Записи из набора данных
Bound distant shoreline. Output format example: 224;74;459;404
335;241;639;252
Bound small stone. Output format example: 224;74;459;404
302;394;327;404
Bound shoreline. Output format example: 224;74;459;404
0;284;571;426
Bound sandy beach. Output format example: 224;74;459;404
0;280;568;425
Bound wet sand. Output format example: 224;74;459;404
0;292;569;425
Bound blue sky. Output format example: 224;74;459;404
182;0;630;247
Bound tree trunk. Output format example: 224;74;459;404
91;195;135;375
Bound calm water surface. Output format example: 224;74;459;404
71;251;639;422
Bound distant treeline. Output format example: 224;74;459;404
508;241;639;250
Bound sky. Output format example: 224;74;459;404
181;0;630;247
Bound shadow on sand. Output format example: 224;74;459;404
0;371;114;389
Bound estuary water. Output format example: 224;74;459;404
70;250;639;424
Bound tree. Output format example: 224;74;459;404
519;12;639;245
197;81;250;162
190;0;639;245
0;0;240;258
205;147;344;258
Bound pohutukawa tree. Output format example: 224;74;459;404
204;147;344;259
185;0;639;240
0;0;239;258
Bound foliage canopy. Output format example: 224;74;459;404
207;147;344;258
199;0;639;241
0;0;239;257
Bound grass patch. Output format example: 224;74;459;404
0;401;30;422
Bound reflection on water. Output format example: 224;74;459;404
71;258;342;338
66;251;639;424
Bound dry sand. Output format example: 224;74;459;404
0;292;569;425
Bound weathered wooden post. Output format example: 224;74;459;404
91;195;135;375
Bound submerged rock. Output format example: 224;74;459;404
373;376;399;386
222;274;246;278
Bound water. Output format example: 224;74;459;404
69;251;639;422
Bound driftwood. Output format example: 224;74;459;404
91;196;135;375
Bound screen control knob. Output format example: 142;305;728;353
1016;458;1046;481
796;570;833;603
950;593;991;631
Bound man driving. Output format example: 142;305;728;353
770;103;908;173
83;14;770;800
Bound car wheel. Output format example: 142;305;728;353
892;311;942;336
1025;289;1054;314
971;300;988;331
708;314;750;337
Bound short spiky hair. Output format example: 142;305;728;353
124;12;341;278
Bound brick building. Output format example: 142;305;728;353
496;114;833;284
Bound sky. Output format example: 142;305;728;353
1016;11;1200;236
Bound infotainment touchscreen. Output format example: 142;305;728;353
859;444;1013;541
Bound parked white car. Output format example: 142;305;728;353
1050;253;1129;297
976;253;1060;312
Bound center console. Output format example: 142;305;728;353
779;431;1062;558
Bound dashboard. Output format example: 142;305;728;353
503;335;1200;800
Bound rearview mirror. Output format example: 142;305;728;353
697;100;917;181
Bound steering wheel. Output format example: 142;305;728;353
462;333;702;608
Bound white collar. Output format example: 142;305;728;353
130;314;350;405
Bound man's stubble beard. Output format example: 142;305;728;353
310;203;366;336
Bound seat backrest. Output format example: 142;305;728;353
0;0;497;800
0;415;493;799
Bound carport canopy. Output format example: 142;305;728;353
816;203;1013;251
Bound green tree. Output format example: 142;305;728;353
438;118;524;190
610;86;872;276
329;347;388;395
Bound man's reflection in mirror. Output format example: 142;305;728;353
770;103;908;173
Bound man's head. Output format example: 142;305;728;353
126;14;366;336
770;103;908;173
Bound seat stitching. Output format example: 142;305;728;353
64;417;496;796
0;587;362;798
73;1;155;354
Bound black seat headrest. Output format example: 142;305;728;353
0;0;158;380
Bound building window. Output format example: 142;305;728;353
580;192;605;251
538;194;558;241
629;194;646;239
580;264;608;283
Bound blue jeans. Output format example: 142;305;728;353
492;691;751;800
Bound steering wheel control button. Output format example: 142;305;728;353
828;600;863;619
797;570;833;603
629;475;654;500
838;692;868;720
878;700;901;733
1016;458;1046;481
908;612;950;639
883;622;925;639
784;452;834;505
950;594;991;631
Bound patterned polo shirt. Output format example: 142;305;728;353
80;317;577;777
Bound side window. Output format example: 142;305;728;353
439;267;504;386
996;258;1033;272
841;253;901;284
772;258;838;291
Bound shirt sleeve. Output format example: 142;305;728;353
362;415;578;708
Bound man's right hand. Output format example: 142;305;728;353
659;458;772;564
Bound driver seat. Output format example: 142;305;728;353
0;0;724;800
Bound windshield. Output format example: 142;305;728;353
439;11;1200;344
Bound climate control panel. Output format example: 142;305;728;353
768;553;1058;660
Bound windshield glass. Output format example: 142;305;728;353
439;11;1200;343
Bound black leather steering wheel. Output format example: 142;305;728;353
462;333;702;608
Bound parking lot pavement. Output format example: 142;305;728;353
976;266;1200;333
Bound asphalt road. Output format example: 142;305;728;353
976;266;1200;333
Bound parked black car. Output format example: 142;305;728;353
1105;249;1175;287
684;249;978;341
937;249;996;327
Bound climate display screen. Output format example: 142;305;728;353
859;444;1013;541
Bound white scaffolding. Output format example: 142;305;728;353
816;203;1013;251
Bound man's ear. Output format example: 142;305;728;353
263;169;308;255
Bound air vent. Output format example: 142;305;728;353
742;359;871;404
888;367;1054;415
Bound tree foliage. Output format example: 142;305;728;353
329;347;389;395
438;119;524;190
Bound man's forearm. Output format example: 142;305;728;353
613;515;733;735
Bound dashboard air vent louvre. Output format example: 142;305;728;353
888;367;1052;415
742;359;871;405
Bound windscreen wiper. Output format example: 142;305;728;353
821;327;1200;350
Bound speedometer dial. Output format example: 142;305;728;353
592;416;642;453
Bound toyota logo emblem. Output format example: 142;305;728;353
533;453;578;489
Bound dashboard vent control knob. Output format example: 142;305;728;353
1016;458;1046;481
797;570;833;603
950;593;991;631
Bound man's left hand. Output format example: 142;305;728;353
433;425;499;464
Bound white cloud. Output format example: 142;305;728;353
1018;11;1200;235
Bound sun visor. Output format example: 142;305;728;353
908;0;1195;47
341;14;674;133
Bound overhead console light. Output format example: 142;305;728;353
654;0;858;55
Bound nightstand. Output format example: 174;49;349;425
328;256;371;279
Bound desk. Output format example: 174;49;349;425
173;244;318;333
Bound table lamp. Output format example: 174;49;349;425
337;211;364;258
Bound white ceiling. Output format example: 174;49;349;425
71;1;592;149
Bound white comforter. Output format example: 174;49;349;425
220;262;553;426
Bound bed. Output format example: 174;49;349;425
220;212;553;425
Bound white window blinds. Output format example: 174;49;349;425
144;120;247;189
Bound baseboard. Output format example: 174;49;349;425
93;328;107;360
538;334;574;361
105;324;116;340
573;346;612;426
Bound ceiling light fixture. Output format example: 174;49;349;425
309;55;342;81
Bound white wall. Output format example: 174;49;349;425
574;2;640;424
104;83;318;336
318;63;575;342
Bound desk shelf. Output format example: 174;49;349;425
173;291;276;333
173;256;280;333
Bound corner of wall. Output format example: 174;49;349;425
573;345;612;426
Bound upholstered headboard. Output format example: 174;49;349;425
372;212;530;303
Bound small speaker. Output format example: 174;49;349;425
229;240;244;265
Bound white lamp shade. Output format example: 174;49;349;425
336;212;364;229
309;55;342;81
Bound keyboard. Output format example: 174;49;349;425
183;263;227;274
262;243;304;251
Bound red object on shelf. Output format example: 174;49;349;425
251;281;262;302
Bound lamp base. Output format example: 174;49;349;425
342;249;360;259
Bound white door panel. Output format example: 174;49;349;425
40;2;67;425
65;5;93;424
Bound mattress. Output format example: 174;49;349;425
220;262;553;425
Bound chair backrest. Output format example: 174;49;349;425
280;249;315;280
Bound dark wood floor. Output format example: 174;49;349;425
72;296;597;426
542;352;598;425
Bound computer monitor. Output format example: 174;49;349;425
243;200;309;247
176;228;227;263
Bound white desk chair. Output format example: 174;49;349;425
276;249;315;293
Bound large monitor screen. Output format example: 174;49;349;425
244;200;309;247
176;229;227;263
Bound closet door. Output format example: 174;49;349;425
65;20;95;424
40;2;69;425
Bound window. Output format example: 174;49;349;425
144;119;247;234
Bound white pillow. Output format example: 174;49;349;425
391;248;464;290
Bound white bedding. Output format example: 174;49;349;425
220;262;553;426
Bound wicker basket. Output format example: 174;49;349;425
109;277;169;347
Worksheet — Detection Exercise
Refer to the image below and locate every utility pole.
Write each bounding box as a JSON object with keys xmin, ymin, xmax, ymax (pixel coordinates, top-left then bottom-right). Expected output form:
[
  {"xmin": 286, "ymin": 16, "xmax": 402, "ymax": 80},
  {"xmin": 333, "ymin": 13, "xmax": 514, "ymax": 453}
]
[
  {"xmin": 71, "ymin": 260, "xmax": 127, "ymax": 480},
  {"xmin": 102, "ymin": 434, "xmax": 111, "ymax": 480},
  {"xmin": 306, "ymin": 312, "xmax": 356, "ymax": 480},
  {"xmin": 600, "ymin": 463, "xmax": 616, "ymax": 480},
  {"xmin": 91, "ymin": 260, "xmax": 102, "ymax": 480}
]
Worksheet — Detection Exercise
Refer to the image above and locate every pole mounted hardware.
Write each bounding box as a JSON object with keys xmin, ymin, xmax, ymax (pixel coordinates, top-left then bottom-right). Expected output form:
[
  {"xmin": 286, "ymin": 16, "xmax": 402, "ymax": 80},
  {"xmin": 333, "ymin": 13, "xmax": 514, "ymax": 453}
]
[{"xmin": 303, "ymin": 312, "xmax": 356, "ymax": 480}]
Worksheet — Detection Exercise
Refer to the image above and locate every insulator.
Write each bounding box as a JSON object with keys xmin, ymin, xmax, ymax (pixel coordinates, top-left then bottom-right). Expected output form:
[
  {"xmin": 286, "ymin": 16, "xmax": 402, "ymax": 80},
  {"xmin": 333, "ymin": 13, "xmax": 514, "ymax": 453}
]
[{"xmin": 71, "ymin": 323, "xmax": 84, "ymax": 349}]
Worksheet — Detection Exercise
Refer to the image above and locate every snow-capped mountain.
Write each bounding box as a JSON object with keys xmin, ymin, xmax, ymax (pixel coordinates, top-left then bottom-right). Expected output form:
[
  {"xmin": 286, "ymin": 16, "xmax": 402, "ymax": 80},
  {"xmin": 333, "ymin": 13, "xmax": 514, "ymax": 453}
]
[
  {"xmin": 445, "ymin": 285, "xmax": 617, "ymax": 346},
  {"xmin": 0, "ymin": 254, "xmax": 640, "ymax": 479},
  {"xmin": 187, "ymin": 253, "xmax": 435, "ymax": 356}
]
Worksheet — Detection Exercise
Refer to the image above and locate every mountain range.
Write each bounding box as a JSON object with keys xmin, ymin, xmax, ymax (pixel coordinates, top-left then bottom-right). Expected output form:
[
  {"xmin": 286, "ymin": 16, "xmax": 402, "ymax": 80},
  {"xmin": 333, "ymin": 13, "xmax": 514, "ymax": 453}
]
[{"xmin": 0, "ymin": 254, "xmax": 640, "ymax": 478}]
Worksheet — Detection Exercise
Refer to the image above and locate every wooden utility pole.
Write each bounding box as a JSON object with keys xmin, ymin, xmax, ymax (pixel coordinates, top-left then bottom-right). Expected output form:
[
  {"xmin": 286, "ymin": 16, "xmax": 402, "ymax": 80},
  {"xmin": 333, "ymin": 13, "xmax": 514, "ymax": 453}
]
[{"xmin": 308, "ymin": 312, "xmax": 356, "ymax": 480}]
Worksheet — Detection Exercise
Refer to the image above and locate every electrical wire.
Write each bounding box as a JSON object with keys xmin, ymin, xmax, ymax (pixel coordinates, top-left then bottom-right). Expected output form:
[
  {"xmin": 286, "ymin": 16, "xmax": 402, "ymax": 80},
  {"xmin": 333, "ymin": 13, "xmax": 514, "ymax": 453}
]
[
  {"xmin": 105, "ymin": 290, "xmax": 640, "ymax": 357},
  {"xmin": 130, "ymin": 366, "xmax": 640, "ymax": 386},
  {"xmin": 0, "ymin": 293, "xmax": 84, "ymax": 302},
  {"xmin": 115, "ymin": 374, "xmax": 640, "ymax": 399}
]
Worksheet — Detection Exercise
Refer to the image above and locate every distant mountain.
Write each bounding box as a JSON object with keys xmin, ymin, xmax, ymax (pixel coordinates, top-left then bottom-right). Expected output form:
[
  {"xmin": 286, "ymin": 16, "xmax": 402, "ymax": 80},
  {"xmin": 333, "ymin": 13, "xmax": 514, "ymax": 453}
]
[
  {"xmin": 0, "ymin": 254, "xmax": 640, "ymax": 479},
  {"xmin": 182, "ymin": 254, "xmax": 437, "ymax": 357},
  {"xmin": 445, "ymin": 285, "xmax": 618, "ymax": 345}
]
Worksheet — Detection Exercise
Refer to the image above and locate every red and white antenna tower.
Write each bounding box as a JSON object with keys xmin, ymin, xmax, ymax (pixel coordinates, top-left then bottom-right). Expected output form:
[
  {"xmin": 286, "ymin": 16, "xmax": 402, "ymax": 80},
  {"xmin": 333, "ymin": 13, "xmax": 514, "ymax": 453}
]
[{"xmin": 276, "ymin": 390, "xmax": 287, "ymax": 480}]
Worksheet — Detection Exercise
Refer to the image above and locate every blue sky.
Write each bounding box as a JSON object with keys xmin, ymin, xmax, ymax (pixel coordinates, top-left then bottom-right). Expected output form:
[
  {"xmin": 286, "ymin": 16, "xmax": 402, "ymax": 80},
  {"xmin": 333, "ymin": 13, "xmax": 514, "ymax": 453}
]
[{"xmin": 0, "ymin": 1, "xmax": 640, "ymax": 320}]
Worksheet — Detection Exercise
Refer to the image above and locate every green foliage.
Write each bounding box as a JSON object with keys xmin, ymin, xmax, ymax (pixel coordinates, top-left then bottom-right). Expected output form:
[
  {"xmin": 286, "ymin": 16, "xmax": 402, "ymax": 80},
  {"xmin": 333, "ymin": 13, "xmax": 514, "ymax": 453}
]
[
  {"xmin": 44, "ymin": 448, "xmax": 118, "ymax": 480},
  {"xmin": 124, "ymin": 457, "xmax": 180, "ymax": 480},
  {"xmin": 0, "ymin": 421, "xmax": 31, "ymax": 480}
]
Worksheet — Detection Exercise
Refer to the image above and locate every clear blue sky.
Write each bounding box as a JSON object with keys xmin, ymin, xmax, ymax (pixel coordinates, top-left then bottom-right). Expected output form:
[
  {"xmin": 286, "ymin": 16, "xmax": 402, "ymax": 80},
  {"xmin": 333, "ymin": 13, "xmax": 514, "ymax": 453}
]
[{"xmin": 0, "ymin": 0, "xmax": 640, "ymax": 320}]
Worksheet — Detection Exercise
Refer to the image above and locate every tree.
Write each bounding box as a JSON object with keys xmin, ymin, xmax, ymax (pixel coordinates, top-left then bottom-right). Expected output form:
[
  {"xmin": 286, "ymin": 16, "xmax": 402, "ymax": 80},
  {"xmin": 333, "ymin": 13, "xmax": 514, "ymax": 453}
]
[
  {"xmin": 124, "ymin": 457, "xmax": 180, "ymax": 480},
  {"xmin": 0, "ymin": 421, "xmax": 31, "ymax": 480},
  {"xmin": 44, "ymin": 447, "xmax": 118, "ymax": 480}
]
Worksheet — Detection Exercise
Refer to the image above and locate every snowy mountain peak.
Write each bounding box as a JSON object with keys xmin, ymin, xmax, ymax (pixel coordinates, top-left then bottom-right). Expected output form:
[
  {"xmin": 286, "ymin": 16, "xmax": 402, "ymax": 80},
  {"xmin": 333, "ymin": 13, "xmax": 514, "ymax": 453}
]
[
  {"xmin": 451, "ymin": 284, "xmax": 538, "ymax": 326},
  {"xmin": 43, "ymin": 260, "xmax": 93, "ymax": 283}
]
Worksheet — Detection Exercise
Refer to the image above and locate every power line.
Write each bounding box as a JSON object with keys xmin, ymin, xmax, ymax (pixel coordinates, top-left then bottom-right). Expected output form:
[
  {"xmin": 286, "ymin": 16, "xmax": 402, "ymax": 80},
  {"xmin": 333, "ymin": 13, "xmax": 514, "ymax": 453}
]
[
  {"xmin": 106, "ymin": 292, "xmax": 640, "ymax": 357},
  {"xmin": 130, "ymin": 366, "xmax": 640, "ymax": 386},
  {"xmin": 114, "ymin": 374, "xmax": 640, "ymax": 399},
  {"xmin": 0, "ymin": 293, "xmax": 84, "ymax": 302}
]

**ПОСТАВЛЕННАЯ ЗАДАЧА:** Как будут выглядеть строки листинга, начиная со строки с "Bound small speaker." и заканчивая строкой с "109;277;169;347" включительно, если заменить "Output format example" на "Sample output format", а всё прочее оставить без изменений? Приведите эти строки целиком.

**ПИСЬМЕННЫЙ ОТВЕТ:**
Bound small speaker. Sample output format: 174;49;349;425
229;240;244;265
Bound white lamp shade. Sample output format: 174;49;349;425
336;212;364;229
309;55;342;81
Bound keyboard. Sample output format: 174;49;349;425
183;263;227;274
262;243;304;251
Bound red object on shelf. Sample output format: 174;49;349;425
251;281;262;302
Bound lamp base. Sample output format: 174;49;349;425
342;249;360;259
Bound white door panel. Sample output format: 174;49;349;425
40;2;67;425
65;5;93;424
Bound mattress. Sample output format: 174;49;349;425
220;262;553;425
Bound chair backrest. Sample output format: 174;49;349;425
280;249;315;280
Bound dark wood floor. Sample output format: 174;49;349;425
72;296;597;426
542;352;598;425
Bound computer monitor. Sample output format: 174;49;349;425
243;200;309;247
176;228;227;263
Bound white desk chair. Sample output format: 174;49;349;425
276;249;315;293
Bound large monitor screen. Sample output format: 174;49;349;425
244;200;309;247
176;229;227;263
Bound closet door. Sample output format: 174;49;349;425
65;20;95;424
40;2;69;425
Bound window. Sample output format: 174;49;349;425
144;119;247;234
Bound white pillow. Sample output format: 174;49;349;425
391;248;464;290
Bound white bedding. Sample output format: 174;49;349;425
220;262;553;426
Bound wicker basket. Sample output format: 174;49;349;425
109;277;169;347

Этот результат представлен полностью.